[WHAT THE TASK ASKS] Please reproduce the records below word for word, starting at the line that contains "Tag the white ceiling" and ending at the last line of the records.

[RECORD SET]
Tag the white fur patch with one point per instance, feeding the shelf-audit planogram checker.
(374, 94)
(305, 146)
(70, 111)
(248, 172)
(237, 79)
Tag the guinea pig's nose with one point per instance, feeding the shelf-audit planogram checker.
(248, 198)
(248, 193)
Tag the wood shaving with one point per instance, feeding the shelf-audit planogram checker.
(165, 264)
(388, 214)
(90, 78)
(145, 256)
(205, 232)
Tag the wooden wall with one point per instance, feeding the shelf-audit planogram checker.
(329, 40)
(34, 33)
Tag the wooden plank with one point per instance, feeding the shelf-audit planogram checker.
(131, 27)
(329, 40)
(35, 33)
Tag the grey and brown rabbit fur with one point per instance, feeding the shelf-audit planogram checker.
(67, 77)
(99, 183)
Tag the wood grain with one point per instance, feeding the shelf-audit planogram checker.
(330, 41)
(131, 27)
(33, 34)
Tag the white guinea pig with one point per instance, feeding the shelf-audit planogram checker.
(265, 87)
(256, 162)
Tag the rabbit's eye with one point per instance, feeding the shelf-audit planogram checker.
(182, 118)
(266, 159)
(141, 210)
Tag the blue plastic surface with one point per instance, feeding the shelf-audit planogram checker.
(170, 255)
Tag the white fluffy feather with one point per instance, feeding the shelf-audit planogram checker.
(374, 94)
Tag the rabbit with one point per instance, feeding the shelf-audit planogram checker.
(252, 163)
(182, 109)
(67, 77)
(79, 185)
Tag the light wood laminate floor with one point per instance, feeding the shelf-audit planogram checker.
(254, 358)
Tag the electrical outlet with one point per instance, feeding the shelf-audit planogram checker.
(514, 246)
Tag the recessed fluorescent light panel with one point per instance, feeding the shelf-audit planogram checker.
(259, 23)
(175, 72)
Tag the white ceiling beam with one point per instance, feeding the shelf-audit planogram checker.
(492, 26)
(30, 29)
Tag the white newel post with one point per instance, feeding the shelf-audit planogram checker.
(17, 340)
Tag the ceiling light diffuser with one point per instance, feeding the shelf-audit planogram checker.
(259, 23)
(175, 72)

[FULL ANSWER]
Tag the white ceiling beam with one point per instance, feeding the shelf-audit planogram checker.
(492, 26)
(30, 29)
Tag the white newel post with one point per instance, feeding the shelf-audit planogram checker.
(17, 340)
Tag the ceiling light diffuser with one point per instance, feeding the shelf-audit planogram checker.
(259, 23)
(175, 72)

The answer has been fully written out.